STATED EXERCISE
Restate, word for word, every line of the data.

GIVEN INFORMATION
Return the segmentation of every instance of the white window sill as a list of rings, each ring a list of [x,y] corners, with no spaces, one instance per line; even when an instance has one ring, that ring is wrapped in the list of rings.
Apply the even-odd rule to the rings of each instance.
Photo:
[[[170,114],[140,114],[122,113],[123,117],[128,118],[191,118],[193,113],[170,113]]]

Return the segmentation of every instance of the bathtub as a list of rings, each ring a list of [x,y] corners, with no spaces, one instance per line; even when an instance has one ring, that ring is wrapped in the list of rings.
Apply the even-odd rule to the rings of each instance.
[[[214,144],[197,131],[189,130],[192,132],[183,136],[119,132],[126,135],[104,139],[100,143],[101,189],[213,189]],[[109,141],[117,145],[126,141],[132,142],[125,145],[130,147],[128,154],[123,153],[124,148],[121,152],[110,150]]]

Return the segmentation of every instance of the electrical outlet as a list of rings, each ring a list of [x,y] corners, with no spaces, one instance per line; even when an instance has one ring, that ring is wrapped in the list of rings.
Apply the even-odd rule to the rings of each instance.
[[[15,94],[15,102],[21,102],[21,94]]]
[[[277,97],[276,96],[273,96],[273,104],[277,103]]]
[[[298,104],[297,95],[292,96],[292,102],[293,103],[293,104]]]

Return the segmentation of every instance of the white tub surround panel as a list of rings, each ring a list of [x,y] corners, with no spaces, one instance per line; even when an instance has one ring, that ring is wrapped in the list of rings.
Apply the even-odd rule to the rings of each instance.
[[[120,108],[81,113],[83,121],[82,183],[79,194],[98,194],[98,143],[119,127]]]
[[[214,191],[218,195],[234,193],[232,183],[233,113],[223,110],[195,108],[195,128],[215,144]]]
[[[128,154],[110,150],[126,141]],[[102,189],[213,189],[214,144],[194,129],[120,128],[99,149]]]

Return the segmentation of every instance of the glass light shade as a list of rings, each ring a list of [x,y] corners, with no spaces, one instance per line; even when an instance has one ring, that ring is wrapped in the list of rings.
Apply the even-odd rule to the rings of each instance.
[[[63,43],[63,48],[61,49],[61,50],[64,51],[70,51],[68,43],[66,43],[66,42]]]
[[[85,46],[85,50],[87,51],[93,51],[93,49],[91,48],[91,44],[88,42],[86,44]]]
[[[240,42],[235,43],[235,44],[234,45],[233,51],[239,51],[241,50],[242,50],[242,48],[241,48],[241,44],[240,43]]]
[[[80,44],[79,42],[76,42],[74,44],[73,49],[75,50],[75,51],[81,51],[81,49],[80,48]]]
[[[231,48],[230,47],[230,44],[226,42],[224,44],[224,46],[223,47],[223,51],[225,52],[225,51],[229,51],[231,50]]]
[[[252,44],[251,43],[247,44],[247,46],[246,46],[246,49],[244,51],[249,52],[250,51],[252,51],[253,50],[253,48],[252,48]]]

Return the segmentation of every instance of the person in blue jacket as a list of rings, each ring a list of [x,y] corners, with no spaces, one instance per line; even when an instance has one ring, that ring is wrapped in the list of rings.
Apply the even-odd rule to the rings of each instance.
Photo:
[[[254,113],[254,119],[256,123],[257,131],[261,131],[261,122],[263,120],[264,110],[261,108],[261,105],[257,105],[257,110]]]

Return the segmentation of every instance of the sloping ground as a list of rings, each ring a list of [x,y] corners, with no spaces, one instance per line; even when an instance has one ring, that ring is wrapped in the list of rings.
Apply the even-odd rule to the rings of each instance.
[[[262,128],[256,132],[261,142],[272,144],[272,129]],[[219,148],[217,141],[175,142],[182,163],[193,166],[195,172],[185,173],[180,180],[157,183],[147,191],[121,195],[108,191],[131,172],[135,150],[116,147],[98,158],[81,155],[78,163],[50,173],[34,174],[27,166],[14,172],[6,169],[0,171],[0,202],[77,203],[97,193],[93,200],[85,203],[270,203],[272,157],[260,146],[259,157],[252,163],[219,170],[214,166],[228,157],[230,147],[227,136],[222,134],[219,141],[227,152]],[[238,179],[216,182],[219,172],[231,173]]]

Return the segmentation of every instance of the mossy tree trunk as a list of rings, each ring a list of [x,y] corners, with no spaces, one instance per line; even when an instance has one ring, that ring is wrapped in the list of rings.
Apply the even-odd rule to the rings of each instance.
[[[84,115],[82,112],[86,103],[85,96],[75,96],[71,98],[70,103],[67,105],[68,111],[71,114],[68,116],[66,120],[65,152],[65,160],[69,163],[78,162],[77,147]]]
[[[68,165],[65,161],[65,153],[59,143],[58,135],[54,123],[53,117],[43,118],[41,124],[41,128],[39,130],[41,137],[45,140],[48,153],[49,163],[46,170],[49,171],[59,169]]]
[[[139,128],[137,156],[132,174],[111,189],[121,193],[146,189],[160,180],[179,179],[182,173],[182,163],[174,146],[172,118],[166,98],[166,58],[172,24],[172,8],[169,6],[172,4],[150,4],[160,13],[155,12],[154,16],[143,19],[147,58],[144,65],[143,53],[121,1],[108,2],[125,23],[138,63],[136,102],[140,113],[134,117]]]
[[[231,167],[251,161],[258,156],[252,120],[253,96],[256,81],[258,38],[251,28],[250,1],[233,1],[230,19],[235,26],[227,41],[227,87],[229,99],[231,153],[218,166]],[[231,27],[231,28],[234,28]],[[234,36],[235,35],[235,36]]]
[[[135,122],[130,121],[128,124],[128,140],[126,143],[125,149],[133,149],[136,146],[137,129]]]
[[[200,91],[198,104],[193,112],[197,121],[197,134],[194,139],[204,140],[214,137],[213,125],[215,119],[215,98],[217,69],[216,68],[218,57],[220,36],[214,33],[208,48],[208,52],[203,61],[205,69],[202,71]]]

RESULT OF THIS TASK
Return the segmentation of every instance of the white window sill as a list of rings, each ring a list of [x,y] corners, with no spaces, one instance per line; even when an instance has one ring, that ring is wrapped in the list of rings.
Apply the even-odd rule to the rings of each instance.
Photo:
[[[170,114],[140,114],[122,113],[123,117],[128,118],[191,118],[193,113],[170,113]]]

Return the segmentation of every instance of the bathtub as a list of rings, each ring a list of [x,y] corners, with no spaces, one instance per line; even when an instance has one ring, that ring is wrapped in the list of rings.
Apply the even-odd rule to the rings of each instance.
[[[214,144],[197,131],[189,130],[192,132],[183,136],[119,132],[126,135],[104,139],[100,143],[101,189],[213,189]],[[109,141],[117,145],[126,141],[132,142],[125,145],[130,147],[128,154],[123,153],[124,148],[121,152],[110,150]]]

Return the segmentation of every instance of the electrical outlet as a list of rings, each ring a list of [x,y] corners, with no spaces, one instance per line; even when an instance has one ring, that ring is wrapped in the list of rings.
Apply the even-odd rule to the rings of each instance.
[[[15,94],[15,102],[21,102],[21,94]]]
[[[277,97],[276,96],[273,96],[273,104],[277,103]]]
[[[298,104],[297,95],[292,96],[292,102],[293,103],[293,104]]]

Return the segmentation of every instance of the white tub surround panel as a list of rings, each ring a list of [x,y] corners, with no spaces, one instance per line; even when an instance has one ring, that ring is wrapped in the list of rings.
Apply the even-odd rule to the rings of each instance.
[[[120,108],[81,113],[83,121],[82,183],[79,194],[98,194],[98,143],[119,127]]]
[[[214,191],[218,195],[234,193],[232,183],[233,113],[223,110],[195,108],[195,128],[215,144]]]
[[[128,154],[110,150],[126,141]],[[102,189],[213,189],[214,144],[194,129],[120,128],[99,149]]]

Return the segmentation of every instance of the glass light shade as a list of rings, each ring a list of [x,y] corners, with no spaces, one instance per line; even when an instance has one ring, that ring is wrapped in the list of rings.
Apply the even-odd rule to the rings of each instance.
[[[63,43],[63,48],[61,49],[61,50],[64,51],[70,51],[68,43],[66,43],[66,42]]]
[[[85,46],[85,50],[87,51],[93,51],[93,49],[91,48],[91,44],[88,42],[86,44]]]
[[[240,42],[235,43],[235,44],[234,45],[233,51],[239,51],[241,50],[242,50],[242,48],[241,48],[241,44],[240,43]]]
[[[80,44],[79,42],[76,42],[74,44],[73,49],[75,50],[75,51],[81,51],[81,49],[80,48]]]
[[[231,48],[230,47],[230,44],[226,42],[224,44],[224,46],[223,47],[223,51],[225,52],[225,51],[229,51],[231,50]]]
[[[252,44],[251,43],[247,44],[247,46],[246,46],[246,49],[244,51],[249,52],[250,51],[252,51],[253,50],[253,48],[252,48]]]

Return the segmentation of every instance of the person in blue jacket as a list of rings, each ring a list of [x,y] corners, with no spaces, one instance per line; even when an instance has one ring, that ring is wrapped in the list of rings.
Apply the even-odd rule to the rings of each instance.
Photo:
[[[254,113],[254,119],[256,123],[257,131],[261,131],[261,122],[263,120],[264,110],[261,108],[261,105],[257,105],[257,110]]]

Return the segmentation of every instance of the sloping ground as a list of rings, each ring a list of [x,y] corners, with no spaces, one instance per line; even when an instance has one ring, that ring is wrapped in the list of rings.
Apply the even-odd rule to the rings of each instance.
[[[262,128],[256,132],[261,142],[272,144],[272,129]],[[219,148],[217,141],[175,142],[182,163],[193,166],[195,172],[185,173],[180,180],[157,183],[147,191],[121,195],[108,191],[131,172],[135,150],[116,147],[98,158],[81,155],[78,163],[50,173],[34,174],[27,166],[14,172],[6,169],[0,171],[0,202],[77,203],[97,193],[93,200],[85,203],[270,203],[272,157],[260,146],[259,157],[252,163],[219,170],[214,166],[228,157],[230,147],[227,136],[222,134],[219,141],[227,152]],[[238,179],[216,182],[219,172],[231,173]]]

Return the segmentation of every instance of the mossy tree trunk as a list of rings, each ring a list of [x,y] corners, with no spaces, one instance per line; even when an instance has one ring, that ring is wrapped in the list of rings.
Apply the even-odd rule to the rings of each instance.
[[[84,115],[82,112],[86,103],[85,96],[75,96],[71,98],[70,103],[67,105],[68,111],[71,114],[68,116],[66,120],[65,152],[65,160],[69,163],[78,162],[77,147]]]
[[[68,165],[65,161],[65,153],[59,143],[58,135],[54,123],[53,117],[43,118],[41,124],[41,128],[39,130],[41,137],[45,140],[48,153],[49,163],[46,170],[49,171],[59,169]]]
[[[139,128],[137,156],[132,174],[111,189],[121,193],[146,189],[160,180],[179,179],[182,173],[182,163],[174,146],[172,118],[166,98],[166,58],[172,24],[172,8],[169,6],[172,4],[150,4],[160,13],[155,12],[154,16],[143,19],[147,58],[144,65],[143,53],[121,1],[108,2],[125,23],[138,63],[136,102],[140,113],[134,117]]]
[[[231,167],[251,161],[258,156],[252,120],[253,96],[256,81],[258,38],[251,28],[250,1],[233,1],[230,19],[235,26],[227,41],[227,87],[229,99],[231,153],[218,166]],[[231,27],[231,28],[234,28]],[[234,36],[235,35],[235,36]]]
[[[135,122],[130,121],[128,124],[128,140],[126,143],[125,149],[133,149],[136,146],[137,129]]]
[[[200,91],[198,104],[193,112],[197,121],[197,134],[194,139],[204,140],[214,137],[213,125],[215,119],[215,98],[217,69],[216,68],[218,57],[220,36],[214,33],[208,48],[208,52],[203,61],[205,69],[202,71]]]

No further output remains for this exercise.